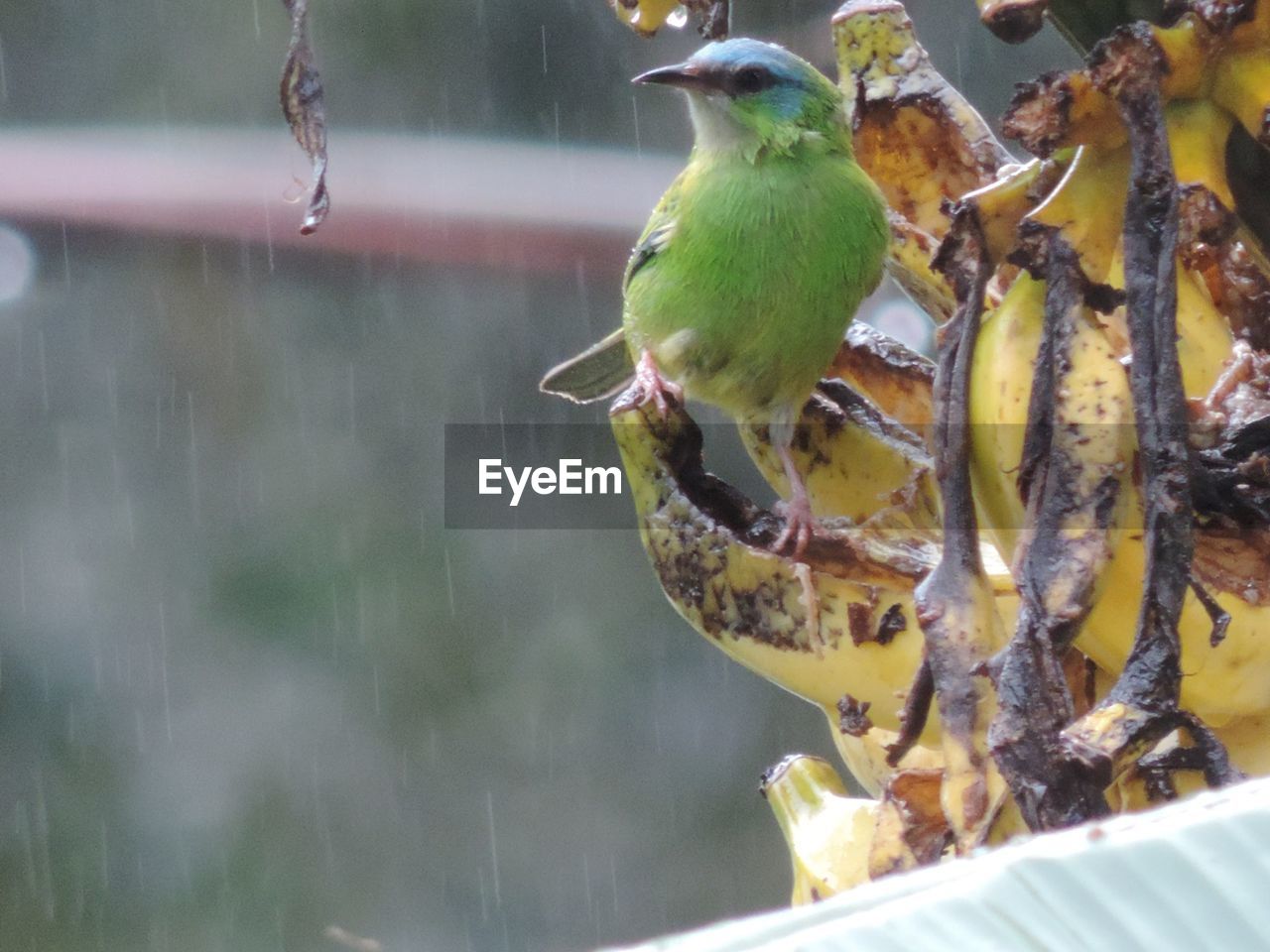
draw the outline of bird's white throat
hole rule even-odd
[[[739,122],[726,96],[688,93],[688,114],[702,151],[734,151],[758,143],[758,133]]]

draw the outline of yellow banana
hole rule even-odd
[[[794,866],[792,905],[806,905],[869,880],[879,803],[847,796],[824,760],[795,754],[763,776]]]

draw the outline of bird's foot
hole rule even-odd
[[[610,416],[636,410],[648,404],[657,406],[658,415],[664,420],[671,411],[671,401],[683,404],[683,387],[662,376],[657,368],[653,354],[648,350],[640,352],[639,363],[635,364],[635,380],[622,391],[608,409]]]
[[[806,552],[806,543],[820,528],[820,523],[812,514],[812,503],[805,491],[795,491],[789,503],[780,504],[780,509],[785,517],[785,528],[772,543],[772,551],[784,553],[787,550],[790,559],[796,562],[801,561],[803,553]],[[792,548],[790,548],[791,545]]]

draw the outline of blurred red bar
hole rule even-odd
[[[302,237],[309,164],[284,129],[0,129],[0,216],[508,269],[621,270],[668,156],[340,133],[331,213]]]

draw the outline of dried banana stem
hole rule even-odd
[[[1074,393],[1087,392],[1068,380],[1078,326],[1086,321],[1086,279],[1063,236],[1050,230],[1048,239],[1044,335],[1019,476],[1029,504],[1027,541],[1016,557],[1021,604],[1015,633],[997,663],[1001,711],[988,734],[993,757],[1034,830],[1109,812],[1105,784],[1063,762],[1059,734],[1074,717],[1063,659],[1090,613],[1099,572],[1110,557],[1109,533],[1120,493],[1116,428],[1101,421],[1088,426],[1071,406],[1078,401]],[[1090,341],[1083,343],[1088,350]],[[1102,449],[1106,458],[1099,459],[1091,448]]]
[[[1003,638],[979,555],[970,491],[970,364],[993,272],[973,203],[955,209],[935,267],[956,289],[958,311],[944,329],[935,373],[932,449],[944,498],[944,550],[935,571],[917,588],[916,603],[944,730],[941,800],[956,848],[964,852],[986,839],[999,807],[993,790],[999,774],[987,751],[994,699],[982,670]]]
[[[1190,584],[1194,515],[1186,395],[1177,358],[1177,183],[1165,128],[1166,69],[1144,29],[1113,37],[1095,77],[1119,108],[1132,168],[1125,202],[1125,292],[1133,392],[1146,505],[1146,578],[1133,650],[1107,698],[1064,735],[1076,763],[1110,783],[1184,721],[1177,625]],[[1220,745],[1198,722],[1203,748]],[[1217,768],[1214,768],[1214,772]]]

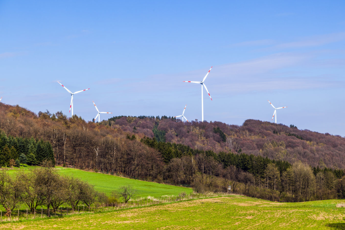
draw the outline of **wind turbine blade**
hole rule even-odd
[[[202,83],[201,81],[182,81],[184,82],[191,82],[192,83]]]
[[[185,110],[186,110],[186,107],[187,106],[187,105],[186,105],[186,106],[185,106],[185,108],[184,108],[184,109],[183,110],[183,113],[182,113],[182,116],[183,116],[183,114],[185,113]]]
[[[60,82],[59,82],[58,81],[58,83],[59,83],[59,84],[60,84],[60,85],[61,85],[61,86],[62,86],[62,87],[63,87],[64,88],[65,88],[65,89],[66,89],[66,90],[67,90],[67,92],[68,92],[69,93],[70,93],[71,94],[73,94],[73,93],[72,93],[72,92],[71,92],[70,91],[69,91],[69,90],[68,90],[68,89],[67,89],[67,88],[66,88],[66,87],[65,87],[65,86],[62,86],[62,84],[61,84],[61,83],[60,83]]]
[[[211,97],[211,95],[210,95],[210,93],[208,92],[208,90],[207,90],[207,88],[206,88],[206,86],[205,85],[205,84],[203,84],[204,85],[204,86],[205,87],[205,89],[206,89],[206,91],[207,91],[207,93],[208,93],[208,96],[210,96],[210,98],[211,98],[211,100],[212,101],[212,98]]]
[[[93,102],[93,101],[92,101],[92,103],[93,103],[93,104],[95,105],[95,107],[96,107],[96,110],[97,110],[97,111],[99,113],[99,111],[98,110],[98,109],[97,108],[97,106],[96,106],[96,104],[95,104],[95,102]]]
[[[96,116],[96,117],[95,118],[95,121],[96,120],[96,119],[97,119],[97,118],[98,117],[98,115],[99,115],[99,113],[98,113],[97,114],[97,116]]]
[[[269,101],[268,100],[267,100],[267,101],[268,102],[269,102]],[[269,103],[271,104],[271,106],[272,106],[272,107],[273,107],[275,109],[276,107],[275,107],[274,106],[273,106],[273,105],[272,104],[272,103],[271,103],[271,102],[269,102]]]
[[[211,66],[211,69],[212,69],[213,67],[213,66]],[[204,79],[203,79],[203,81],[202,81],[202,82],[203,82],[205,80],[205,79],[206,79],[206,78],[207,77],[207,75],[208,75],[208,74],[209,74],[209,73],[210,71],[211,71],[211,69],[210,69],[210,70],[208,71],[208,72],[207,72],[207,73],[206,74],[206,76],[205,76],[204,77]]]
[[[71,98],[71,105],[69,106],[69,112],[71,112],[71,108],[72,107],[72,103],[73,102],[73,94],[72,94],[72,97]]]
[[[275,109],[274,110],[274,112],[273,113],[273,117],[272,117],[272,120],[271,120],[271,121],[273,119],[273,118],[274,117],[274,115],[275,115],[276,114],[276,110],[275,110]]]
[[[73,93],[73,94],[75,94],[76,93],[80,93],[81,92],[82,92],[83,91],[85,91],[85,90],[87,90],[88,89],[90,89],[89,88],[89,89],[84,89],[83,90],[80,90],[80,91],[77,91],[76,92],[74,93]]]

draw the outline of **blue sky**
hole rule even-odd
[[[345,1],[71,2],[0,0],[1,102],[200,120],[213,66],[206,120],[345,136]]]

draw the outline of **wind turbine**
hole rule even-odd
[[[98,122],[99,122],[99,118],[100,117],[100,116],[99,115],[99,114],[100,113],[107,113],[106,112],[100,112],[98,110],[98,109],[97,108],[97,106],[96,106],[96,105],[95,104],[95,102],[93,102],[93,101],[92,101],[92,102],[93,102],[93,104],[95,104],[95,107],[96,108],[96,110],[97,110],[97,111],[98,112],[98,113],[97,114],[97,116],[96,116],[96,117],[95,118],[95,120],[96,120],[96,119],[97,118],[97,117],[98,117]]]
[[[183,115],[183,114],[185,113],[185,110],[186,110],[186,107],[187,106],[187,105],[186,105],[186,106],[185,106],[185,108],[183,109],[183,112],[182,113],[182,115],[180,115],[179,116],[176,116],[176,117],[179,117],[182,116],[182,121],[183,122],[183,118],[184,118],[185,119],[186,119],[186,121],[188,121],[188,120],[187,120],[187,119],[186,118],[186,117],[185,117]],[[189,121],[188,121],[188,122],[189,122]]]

_Exercise objective_: Copy out every one of the entries above line for line, leaving out the pictures.

_Answer for the task_:
draw the outline of bird's white throat
hole rule even-odd
[[[739,122],[726,96],[688,93],[688,114],[702,151],[734,151],[758,143],[758,133]]]

draw the outline of yellow banana
hole rule even-odd
[[[794,866],[792,905],[806,905],[869,880],[879,803],[847,796],[824,760],[795,754],[763,776]]]

draw the outline of bird's foot
hole rule even-odd
[[[610,416],[636,410],[648,404],[657,406],[658,415],[664,420],[671,411],[671,401],[683,404],[683,387],[662,376],[657,368],[653,354],[648,350],[640,352],[639,363],[635,364],[635,380],[622,391],[608,409]]]
[[[806,552],[806,543],[820,528],[820,523],[812,514],[812,503],[805,491],[795,491],[789,503],[780,504],[780,509],[785,517],[785,528],[772,543],[772,551],[784,553],[787,550],[790,559],[796,562],[801,561],[803,553]],[[792,548],[790,548],[791,545]]]

draw the outline of blurred red bar
hole rule even-odd
[[[302,237],[309,164],[284,129],[0,129],[0,216],[508,269],[621,270],[668,156],[340,133],[331,213]]]

draw the outline of dried banana stem
hole rule even-odd
[[[1074,393],[1087,392],[1068,380],[1078,326],[1086,321],[1086,279],[1063,236],[1050,230],[1048,239],[1044,335],[1019,476],[1029,504],[1027,541],[1016,557],[1021,604],[1015,633],[997,663],[1001,711],[988,734],[993,757],[1034,830],[1109,812],[1105,784],[1063,762],[1059,734],[1074,717],[1063,659],[1090,613],[1099,572],[1110,557],[1109,533],[1120,493],[1116,428],[1101,421],[1088,426],[1071,406],[1078,401]],[[1090,341],[1083,343],[1088,350]],[[1102,449],[1106,458],[1099,459],[1091,448]]]
[[[1003,638],[979,555],[970,491],[970,364],[993,272],[973,203],[955,209],[935,267],[956,289],[958,311],[944,329],[935,373],[932,449],[944,498],[944,550],[935,571],[917,588],[916,603],[944,730],[941,800],[956,848],[964,852],[986,839],[999,807],[993,790],[999,774],[987,751],[994,699],[982,670]]]
[[[1190,584],[1194,515],[1186,395],[1177,358],[1177,183],[1165,128],[1166,69],[1144,29],[1113,37],[1095,77],[1119,108],[1132,168],[1125,202],[1125,292],[1133,392],[1146,505],[1146,578],[1133,650],[1107,698],[1064,735],[1076,763],[1110,783],[1184,721],[1177,625]],[[1220,745],[1198,722],[1203,748]],[[1217,768],[1214,768],[1214,772]]]

draw the outline of **wind turbine blade**
hole rule even-odd
[[[202,83],[201,81],[182,81],[184,82],[191,82],[192,83]]]
[[[185,110],[186,110],[186,107],[187,106],[187,105],[186,105],[186,106],[185,106],[185,108],[184,108],[184,109],[183,110],[183,113],[182,113],[182,116],[183,116],[183,114],[185,113]]]
[[[60,82],[59,82],[58,81],[58,83],[59,83],[59,84],[60,84],[60,85],[61,85],[61,86],[62,86],[62,87],[63,87],[64,88],[65,88],[65,89],[66,89],[66,90],[67,90],[67,92],[68,92],[69,93],[70,93],[71,94],[73,94],[73,93],[72,93],[72,92],[71,92],[70,91],[69,91],[69,90],[68,90],[68,89],[67,89],[67,88],[66,88],[66,87],[65,87],[65,86],[62,86],[62,84],[61,84],[61,83],[60,83]]]
[[[211,97],[211,95],[210,95],[210,93],[208,92],[208,90],[207,90],[207,88],[206,88],[206,86],[205,85],[205,84],[203,84],[204,85],[204,86],[205,87],[205,89],[206,89],[206,91],[207,91],[207,93],[208,93],[208,96],[210,96],[210,98],[211,98],[211,100],[212,101],[212,98]]]
[[[93,102],[93,101],[92,101],[92,103],[93,103],[93,104],[95,105],[95,107],[96,107],[96,110],[97,110],[97,111],[99,113],[99,111],[98,110],[98,109],[97,108],[97,106],[96,106],[96,104],[95,104],[95,102]]]
[[[96,116],[96,117],[95,118],[95,121],[96,120],[96,119],[97,119],[97,118],[98,117],[98,115],[99,115],[99,113],[98,113],[97,114],[97,116]]]
[[[269,101],[268,100],[267,100],[267,101],[268,102],[269,102]],[[269,103],[271,104],[271,106],[272,106],[272,107],[273,107],[275,109],[276,107],[275,107],[274,106],[273,106],[273,105],[272,104],[272,103],[271,103],[271,102],[269,102]]]
[[[211,66],[211,69],[212,69],[213,67],[213,66]],[[204,79],[203,79],[203,81],[202,81],[202,82],[203,82],[205,80],[205,79],[206,79],[206,78],[207,77],[207,75],[208,75],[208,74],[209,74],[209,73],[210,71],[211,71],[211,69],[210,69],[210,70],[208,71],[208,72],[207,72],[207,73],[206,74],[206,76],[205,76],[204,77]]]
[[[71,98],[71,105],[69,106],[69,112],[71,112],[71,108],[72,107],[72,103],[73,102],[73,94],[72,94],[72,97]]]
[[[275,109],[274,110],[274,112],[273,113],[273,117],[272,117],[272,120],[271,120],[271,121],[273,119],[273,118],[274,117],[274,115],[275,115],[276,114],[276,110],[275,110]]]
[[[73,93],[73,94],[75,94],[76,93],[80,93],[81,92],[82,92],[83,91],[85,91],[85,90],[87,90],[88,89],[90,89],[89,88],[89,89],[84,89],[83,90],[80,90],[80,91],[77,91],[76,92],[74,93]]]

draw the outline of **blue sky**
hole rule even-odd
[[[345,1],[71,2],[0,0],[1,102],[200,120],[213,66],[206,120],[345,136]]]

draw the outline of **wind turbine**
hole rule even-odd
[[[98,122],[99,122],[99,118],[100,117],[100,116],[99,115],[99,114],[100,113],[107,113],[106,112],[100,112],[98,110],[98,109],[97,108],[97,106],[96,106],[96,105],[95,104],[95,102],[93,102],[93,101],[92,101],[92,102],[93,102],[93,104],[95,104],[95,107],[96,108],[96,110],[97,110],[97,111],[98,112],[98,113],[97,114],[97,116],[96,116],[96,117],[95,118],[95,120],[96,120],[96,119],[97,118],[97,117],[98,117]]]
[[[183,115],[183,114],[185,113],[185,110],[186,110],[186,107],[187,106],[187,105],[186,105],[186,106],[185,106],[185,108],[183,109],[183,112],[182,113],[182,115],[180,115],[179,116],[176,116],[176,117],[179,117],[182,116],[182,121],[183,122],[183,118],[184,118],[185,119],[186,119],[186,121],[188,121],[188,120],[187,120],[187,119],[186,118],[186,117],[185,117]],[[189,121],[188,121],[188,122],[189,122]]]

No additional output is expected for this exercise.